Segment Start: TEXT SEGMENT

Cytotoxic T-lymphocyte-associated protein 4 (CTLA-4) is an immunogenic protein receptor that is expressed almost exclusively on CD4+ and CD8+ T cells. It plays a crucial role in the homeostasis of these cells and by binding to CD80/86 on antigen-presenting cells (APCs), it blocks co-stimulation between T cells and APCs.
This is a critical function within the immune system that allows it to separate self from non-self and eliminate the imposters. T cells begin their lives in the thymus, where a large repertoire of them is generated in order to fight against the many unknown pathogens that we come into contact with during our lives.
CTLA4 or CTLA-4 (3d structure), a protein receptor that, functioning as an immune checkpoint, downregulates immune responses. Image Credit: ibreakstock / Shutterstock
In a process known as central tolerance, T cells that react strongly to self-peptides are eliminated to prevent auto-reactivity. In further processing, those T cells that cannot bind to the major histocompatibility complex (MHC) sufficiently undergo apoptosis, while those that do so weakly to MHC molecules or self-peptides are released into the peripheral pool where they are exposed to APCs that display either foreign antigens or mutated endogenous proteins as in the cases of infection and malignancy, respectively.

Segment End: TEXT SEGMENT

(EXERCISES TO COMPLETE)
1) Check each statement against the CTLA-4 text and answer yes or no, quoting the words from the text that decide it. (a) CTLA-4 is found on many kinds of immune cells, including B cells. (b) T cells begin their lives in the thymus. (c) T cells that cannot bind sufficiently to MHC are released into the peripheral pool.
2) Carry the CTLA-4 text forward, starting after its last sentence.

Segment Start: DATASET SECTION

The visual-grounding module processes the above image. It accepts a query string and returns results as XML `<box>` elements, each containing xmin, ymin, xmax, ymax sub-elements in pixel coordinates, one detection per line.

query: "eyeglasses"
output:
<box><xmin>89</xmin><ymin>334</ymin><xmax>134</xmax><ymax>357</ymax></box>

Segment End: DATASET SECTION

(YOUR WRITTEN ANSWERS)
1)
(a) No: "expressed almost exclusively on CD4+ and CD8+ T cells"
(b) Yes: "T cells begin their lives in the thymus"
(c) No: "those T cells that cannot bind to the major histocompatibility complex (MHC) sufficiently undergo apoptosis"

2)
T cell receptors (TCRs) may have what is known as cross-reactivity with self-antigens and in efforts to avoid any autoimmunity, a normally functioning immune system keeps several checks and balances in place to regulate T cell activation during immune responses in a process known as peripheral tolerance.
CTLA-4 is central in the process of peripheral tolerance. It has a very dominant function in the stoppage of T cells that are potentially autoreactive at the initial stages of T cell activation. Cancers give rise to neo-antigens that are tumor-specific and capable of being recognized by the immune system. Under normal conditions, the recognition of such cells would lead to their elimination; however, cancers use several tricks to evade host immune defenses. These strategies include inducing T cell tolerance, immune editing and suppressing host immune response in the local microenvironment of the tumor.
Studies show that when the CTLA-4 pathway is blocked, there is a decrease in growth of the tumor and improved overall survival. These studies, although preclinical, postulate the rationale for using inhibition of the immunogenic checkpoints as a means for anti-cancer therapy. Monoclonal antibodies for the treatment of lung and skin cancers have been approved, while there are other antibodies in the pipework for a range of other cancers, such as prostate, kidney, head and neck.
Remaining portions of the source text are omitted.